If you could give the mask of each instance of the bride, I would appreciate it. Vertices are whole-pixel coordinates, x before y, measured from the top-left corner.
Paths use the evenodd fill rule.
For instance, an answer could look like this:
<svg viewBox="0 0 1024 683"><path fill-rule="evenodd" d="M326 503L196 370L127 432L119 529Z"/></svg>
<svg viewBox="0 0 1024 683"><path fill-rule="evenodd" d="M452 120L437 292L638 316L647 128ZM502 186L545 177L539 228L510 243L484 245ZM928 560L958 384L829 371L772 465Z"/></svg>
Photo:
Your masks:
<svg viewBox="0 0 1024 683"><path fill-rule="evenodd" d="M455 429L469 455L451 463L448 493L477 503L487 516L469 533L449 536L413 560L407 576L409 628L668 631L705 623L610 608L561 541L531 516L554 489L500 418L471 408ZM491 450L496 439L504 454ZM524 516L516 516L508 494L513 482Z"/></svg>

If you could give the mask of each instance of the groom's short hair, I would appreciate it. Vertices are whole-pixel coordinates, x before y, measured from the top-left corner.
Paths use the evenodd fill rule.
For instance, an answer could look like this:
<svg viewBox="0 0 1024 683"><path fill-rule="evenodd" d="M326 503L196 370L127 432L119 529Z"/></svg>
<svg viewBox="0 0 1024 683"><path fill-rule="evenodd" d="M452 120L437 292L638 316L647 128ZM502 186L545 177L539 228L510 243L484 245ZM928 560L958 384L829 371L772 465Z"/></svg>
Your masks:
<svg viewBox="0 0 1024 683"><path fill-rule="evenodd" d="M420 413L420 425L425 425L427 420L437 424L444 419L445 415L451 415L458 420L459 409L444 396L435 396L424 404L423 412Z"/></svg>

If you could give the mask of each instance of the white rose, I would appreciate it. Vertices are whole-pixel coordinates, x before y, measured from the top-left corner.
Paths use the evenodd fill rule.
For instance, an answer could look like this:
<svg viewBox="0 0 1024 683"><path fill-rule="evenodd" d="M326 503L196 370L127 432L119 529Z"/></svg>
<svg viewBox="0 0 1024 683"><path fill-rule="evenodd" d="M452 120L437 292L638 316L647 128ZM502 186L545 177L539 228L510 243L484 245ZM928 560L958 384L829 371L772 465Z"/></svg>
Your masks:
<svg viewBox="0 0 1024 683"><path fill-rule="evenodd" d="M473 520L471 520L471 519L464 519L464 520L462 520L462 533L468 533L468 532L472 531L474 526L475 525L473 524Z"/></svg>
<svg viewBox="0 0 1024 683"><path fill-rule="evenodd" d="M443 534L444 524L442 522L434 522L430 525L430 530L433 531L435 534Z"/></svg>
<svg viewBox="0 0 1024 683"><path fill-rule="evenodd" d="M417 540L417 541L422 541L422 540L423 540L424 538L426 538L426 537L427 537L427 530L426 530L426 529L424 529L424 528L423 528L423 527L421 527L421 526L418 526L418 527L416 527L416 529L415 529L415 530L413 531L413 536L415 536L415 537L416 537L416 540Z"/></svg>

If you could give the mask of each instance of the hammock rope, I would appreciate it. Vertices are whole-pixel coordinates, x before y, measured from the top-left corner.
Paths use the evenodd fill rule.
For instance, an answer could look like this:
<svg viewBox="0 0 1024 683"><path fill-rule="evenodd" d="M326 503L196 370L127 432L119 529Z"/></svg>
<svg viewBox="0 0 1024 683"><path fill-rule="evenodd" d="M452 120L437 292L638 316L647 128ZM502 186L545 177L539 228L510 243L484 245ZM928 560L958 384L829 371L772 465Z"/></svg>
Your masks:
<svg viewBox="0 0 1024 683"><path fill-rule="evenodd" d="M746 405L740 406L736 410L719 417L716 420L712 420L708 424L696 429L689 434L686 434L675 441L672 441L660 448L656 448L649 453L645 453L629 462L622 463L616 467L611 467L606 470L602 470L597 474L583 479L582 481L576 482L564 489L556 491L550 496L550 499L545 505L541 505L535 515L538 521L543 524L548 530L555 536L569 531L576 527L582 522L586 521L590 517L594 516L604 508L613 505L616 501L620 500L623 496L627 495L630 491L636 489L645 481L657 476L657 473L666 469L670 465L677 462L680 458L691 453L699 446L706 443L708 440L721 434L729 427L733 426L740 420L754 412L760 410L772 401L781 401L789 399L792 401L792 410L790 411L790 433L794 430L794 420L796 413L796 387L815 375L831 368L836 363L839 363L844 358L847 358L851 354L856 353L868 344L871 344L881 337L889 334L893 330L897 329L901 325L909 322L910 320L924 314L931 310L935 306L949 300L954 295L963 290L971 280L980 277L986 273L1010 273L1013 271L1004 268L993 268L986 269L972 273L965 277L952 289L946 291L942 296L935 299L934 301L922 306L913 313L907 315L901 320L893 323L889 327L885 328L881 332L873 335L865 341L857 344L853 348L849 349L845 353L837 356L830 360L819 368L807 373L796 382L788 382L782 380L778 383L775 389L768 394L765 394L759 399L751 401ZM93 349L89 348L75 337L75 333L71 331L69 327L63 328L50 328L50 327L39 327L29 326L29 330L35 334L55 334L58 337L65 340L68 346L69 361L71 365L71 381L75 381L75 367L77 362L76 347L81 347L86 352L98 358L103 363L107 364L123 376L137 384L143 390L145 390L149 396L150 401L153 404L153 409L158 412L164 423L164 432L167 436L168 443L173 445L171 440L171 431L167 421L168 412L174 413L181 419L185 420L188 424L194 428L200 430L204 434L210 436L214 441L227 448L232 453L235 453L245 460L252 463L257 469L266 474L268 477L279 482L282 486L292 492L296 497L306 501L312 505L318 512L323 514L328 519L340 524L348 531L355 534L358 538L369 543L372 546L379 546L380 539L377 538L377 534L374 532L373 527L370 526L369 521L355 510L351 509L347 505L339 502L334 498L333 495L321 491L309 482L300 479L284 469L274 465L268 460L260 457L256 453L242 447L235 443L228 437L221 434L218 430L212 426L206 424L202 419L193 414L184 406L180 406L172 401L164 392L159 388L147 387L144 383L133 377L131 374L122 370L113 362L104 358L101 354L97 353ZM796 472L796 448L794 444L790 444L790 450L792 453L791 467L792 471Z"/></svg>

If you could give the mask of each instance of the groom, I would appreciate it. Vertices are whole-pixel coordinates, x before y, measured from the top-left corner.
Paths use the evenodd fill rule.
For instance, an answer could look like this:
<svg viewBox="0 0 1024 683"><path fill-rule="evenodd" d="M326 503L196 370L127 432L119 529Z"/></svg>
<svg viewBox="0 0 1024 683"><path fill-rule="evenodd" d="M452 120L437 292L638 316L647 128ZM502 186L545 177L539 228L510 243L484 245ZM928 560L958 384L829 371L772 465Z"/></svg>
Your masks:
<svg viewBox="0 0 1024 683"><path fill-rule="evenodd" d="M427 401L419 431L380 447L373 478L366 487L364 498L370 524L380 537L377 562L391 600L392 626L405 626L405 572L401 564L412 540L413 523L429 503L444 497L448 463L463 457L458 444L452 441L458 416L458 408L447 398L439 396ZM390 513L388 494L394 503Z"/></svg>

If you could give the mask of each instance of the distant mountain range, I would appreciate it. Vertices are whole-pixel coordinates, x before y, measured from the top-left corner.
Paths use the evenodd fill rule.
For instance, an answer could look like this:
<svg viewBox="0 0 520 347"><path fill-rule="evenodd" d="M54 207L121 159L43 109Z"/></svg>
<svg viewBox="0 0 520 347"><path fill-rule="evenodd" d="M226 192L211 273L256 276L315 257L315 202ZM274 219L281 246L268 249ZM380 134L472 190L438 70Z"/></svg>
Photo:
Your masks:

■ **The task**:
Retype every record without alteration.

■ **Expected answer**:
If you could give the mask of each instance of the bride, I would appreciate it. Vertices are whole-pixel coordinates, x before y, measured from the top-left corner.
Paths use the evenodd fill rule.
For instance, an answer could look like this:
<svg viewBox="0 0 1024 683"><path fill-rule="evenodd" d="M326 503L196 370L127 432L119 529Z"/></svg>
<svg viewBox="0 0 1024 683"><path fill-rule="evenodd" d="M452 120L437 292L638 316L647 128ZM502 186L545 177L539 228L510 243L484 245ZM928 560L958 384L829 371L772 465Z"/></svg>
Photo:
Your masks:
<svg viewBox="0 0 1024 683"><path fill-rule="evenodd" d="M455 429L469 455L451 463L448 493L477 503L487 516L469 533L449 536L413 560L407 576L409 628L668 631L705 623L610 608L561 541L531 516L554 489L500 418L471 408ZM491 450L496 439L504 454ZM524 516L516 516L508 494L513 482Z"/></svg>

If you could give the mask of each instance of the groom's short hair, I would appreciate it. Vertices are whole-pixel coordinates, x before y, measured from the top-left corner.
Paths use the evenodd fill rule.
For instance, an answer could look like this:
<svg viewBox="0 0 1024 683"><path fill-rule="evenodd" d="M326 503L196 370L127 432L119 529Z"/></svg>
<svg viewBox="0 0 1024 683"><path fill-rule="evenodd" d="M452 120L437 292L638 316L647 128ZM502 186L545 177L539 228L510 243L484 245ZM928 560L958 384L829 371L772 465Z"/></svg>
Your masks:
<svg viewBox="0 0 1024 683"><path fill-rule="evenodd" d="M420 413L420 425L425 425L427 420L437 424L444 419L445 415L451 415L458 420L459 409L444 396L435 396L424 404L423 412Z"/></svg>

If you could give the mask of each instance of the white rose, I would appreciate it. Vertices are whole-pixel coordinates, x before y, measured from the top-left corner.
Paths use the evenodd fill rule.
For instance, an answer could look like this:
<svg viewBox="0 0 1024 683"><path fill-rule="evenodd" d="M326 503L196 370L127 432L119 529Z"/></svg>
<svg viewBox="0 0 1024 683"><path fill-rule="evenodd" d="M452 120L437 292L638 316L647 128ZM502 186L545 177L539 228L510 243L484 245ZM928 560L958 384L829 371L772 465Z"/></svg>
Your masks:
<svg viewBox="0 0 1024 683"><path fill-rule="evenodd" d="M473 520L471 520L471 519L464 519L464 520L462 520L462 533L468 533L468 532L472 531L474 526L475 525L473 524Z"/></svg>
<svg viewBox="0 0 1024 683"><path fill-rule="evenodd" d="M443 534L444 524L442 522L434 522L430 525L430 530L433 531L435 534Z"/></svg>
<svg viewBox="0 0 1024 683"><path fill-rule="evenodd" d="M417 540L417 541L422 541L422 540L423 540L424 538L426 538L426 537L427 537L427 530L426 530L426 529L424 529L424 528L423 528L423 527L421 527L421 526L418 526L418 527L416 527L416 529L415 529L415 530L413 531L413 536L415 536L415 537L416 537L416 540Z"/></svg>

If you could give the mask of each instance of the hammock rope, I would appreciate it. Vertices are whole-pixel coordinates, x before y, measured from the top-left corner.
Paths use the evenodd fill rule.
For instance, an answer could look like this:
<svg viewBox="0 0 1024 683"><path fill-rule="evenodd" d="M326 503L196 370L127 432L119 529Z"/></svg>
<svg viewBox="0 0 1024 683"><path fill-rule="evenodd" d="M452 120L437 292L638 316L647 128ZM502 186L545 177L539 228L510 243L484 245ZM928 560L958 384L829 371L772 465Z"/></svg>
Your masks:
<svg viewBox="0 0 1024 683"><path fill-rule="evenodd" d="M746 405L740 406L736 410L719 417L716 420L712 420L708 424L696 429L689 434L686 434L675 441L672 441L660 448L656 448L649 453L645 453L629 462L622 463L616 467L611 467L606 470L602 470L597 474L583 479L582 481L576 482L564 489L556 491L550 496L550 499L545 505L541 505L535 515L538 521L543 524L548 530L555 536L569 531L576 527L582 522L586 521L590 517L594 516L604 508L613 505L616 501L620 500L623 496L627 495L630 491L636 489L645 481L657 476L657 473L666 469L670 465L677 462L680 458L691 453L699 446L706 443L708 440L721 434L729 427L733 426L740 420L754 412L760 410L772 401L781 401L789 399L792 401L792 410L790 411L790 433L794 430L794 420L796 413L796 387L815 375L831 368L836 363L839 363L844 358L847 358L851 354L856 353L868 344L871 344L881 337L889 334L893 330L897 329L901 325L909 322L910 320L924 314L931 310L935 306L949 300L954 295L963 290L971 280L980 277L986 273L1010 273L1013 271L1004 268L993 268L986 269L972 273L965 277L952 289L946 291L942 296L935 299L934 301L922 306L913 313L907 315L901 320L893 323L889 327L885 328L881 332L873 335L865 341L857 344L853 348L849 349L845 353L837 356L830 360L819 368L807 373L796 382L788 382L782 380L778 383L775 389L768 394L765 394L759 399L751 401ZM93 349L89 348L75 337L75 333L71 331L69 327L63 328L50 328L50 327L39 327L29 326L29 330L35 334L55 334L58 337L65 340L68 346L69 361L71 365L71 381L75 381L75 367L77 362L76 347L81 347L86 352L98 358L103 363L107 364L123 376L137 384L143 390L145 390L149 396L150 401L153 404L153 409L158 412L164 423L164 432L167 436L168 443L173 445L171 440L171 431L167 421L168 412L174 413L181 419L185 420L188 424L194 428L200 430L204 434L210 436L214 441L227 448L232 453L235 453L245 460L252 463L257 469L266 474L268 477L279 482L282 486L292 492L296 497L306 501L312 505L318 512L323 514L328 519L340 524L348 531L355 534L358 538L369 543L372 546L379 546L380 539L377 538L377 534L374 532L373 527L370 526L369 521L355 510L351 509L347 505L339 502L334 498L333 495L321 491L309 482L300 479L284 469L274 465L268 460L260 457L256 453L242 447L235 443L228 437L221 434L218 430L212 426L206 424L202 419L193 414L184 406L180 406L172 401L164 392L159 388L147 387L144 383L133 377L131 374L122 370L113 362L104 358L101 354L97 353ZM796 472L796 448L794 444L790 444L790 450L792 453L791 467L792 471Z"/></svg>

If you could give the mask of each instance of the groom, I would appreciate it. Vertices are whole-pixel coordinates, x before y, measured from the top-left corner.
Paths use the evenodd fill rule.
For instance, an answer could look like this:
<svg viewBox="0 0 1024 683"><path fill-rule="evenodd" d="M326 503L196 370L127 432L119 529Z"/></svg>
<svg viewBox="0 0 1024 683"><path fill-rule="evenodd" d="M452 120L437 292L638 316L647 128ZM502 186L545 177L539 228L510 243L484 245ZM928 560L958 384L829 371L772 465Z"/></svg>
Your masks:
<svg viewBox="0 0 1024 683"><path fill-rule="evenodd" d="M427 401L419 431L380 447L373 478L366 487L364 498L370 524L380 537L377 562L391 600L392 626L405 626L405 572L401 564L412 540L413 523L429 503L444 497L448 463L463 457L458 444L452 441L458 416L458 408L447 398L439 396ZM390 513L388 494L394 503Z"/></svg>

If you could give the mask of each instance of the distant mountain range, I would appreciate it. Vertices are whole-pixel coordinates, x before y, measured from the top-left corner.
Paths use the evenodd fill rule.
For instance, an answer could look like this:
<svg viewBox="0 0 520 347"><path fill-rule="evenodd" d="M54 207L121 159L43 109Z"/></svg>
<svg viewBox="0 0 520 347"><path fill-rule="evenodd" d="M226 192L211 273L256 276L315 257L315 202ZM274 219L281 246L268 249ZM380 134L472 190L438 70Z"/></svg>
Photo:
Your masks:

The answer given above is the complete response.